Deze winstsplitsing vindt plaats alsof de fusie niet heeft plaatsgevonden, waarbij slechts winst aan de onderneming van een fuserende rechtspersoon kan worden toegerekend voor zover deze als zodanig bij de verkrijgende rechtspersoon tot uitdrukking komt.”
en
“Verticale verrekening van verliezen
2d. De vóór het fusietijdstip geleden verliezen van de verkrijgende rechtspersoon worden slechts verrekend met het overeenkomstig de onderdelen a en b bepaalde deel van de winst van de verkrijgende rechtspersoon dat betrekking heeft op de voor het fusietijdstip door de verkrijgende rechtspersoon gedreven onderneming, behalve voor zover de verrekening van deze verliezen uit anderen hoofde is beperkt.”

--- OPDRACHT A ---
Zet het deel van de rijen dat begint bij de regel met "the player's raised" en doorloopt tot het einde van de rijen om naar een JSON-lijst van strings, met één string per regel en zonder lege regels.
Het fragment en de rijen hebben niets met elkaar te maken.

Rijen voor aanwijzen en labelen

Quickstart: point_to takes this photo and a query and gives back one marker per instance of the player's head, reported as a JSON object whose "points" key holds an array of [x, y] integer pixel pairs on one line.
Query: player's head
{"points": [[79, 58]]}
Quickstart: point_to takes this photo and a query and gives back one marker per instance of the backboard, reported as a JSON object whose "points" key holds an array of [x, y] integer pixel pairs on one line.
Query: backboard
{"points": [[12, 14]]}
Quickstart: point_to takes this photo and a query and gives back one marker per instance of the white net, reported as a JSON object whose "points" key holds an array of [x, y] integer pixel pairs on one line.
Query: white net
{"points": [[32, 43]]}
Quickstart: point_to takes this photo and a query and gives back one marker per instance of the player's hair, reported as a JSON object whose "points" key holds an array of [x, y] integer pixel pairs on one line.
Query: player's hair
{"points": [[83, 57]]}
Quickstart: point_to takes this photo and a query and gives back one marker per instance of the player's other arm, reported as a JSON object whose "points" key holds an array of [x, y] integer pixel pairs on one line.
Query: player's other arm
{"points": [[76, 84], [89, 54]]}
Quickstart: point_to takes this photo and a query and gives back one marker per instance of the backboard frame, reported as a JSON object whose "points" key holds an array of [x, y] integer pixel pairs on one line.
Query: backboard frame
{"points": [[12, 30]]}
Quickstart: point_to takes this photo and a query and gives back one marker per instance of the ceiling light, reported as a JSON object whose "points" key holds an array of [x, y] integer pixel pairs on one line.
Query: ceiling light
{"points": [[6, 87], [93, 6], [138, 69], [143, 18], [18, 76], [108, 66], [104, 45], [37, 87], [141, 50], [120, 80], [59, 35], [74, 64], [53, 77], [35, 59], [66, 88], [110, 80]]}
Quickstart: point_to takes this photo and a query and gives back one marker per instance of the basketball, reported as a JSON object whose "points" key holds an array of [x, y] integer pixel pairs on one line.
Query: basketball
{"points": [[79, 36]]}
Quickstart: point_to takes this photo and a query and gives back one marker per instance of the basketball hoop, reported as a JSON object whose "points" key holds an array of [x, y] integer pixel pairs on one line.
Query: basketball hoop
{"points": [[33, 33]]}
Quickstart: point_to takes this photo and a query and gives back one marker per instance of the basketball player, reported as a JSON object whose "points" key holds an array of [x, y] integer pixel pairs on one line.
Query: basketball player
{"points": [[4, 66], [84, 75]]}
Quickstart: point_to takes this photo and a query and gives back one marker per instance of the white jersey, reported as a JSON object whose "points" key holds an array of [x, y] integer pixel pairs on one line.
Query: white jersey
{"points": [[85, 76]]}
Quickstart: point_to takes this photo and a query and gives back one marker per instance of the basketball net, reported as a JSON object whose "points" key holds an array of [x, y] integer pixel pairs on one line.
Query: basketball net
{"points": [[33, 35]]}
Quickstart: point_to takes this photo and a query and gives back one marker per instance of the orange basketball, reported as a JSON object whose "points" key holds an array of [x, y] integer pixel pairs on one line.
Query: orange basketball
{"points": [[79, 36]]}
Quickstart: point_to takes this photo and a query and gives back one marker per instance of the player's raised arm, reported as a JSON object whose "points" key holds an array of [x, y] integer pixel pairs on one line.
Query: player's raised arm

--- OPDRACHT B ---
Beantwoord deze vragen over het fragment:
(i) Alsof wat vindt de winstsplitsing plaats?
(ii) Welk kopje gaat vooraf aan onderdeel 2d?
(iii) Met welk deel van de winst worden de vóór het fusietijdstip geleden verliezen van de verkrijgende rechtspersoon verrekend?

--- UITGEWERKTE OPLOSSING A ---
[
  "Quickstart: point_to takes this photo and a query and gives back one marker per instance of the player's raised arm, reported as a JSON object whose \"points\" key holds an array of [x, y] integer pixel pairs on one line.",
  "Query: player's raised arm"
]

--- UITGEWERKTE OPLOSSING B ---
(i) Alsof de fusie niet heeft plaatsgevonden.
(ii) "Verticale verrekening van verliezen".
(iii) Met het overeenkomstig de onderdelen a en b bepaalde deel van de winst van de verkrijgende rechtspersoon dat betrekking heeft op de voor het fusietijdstip door de verkrijgende rechtspersoon gedreven onderneming.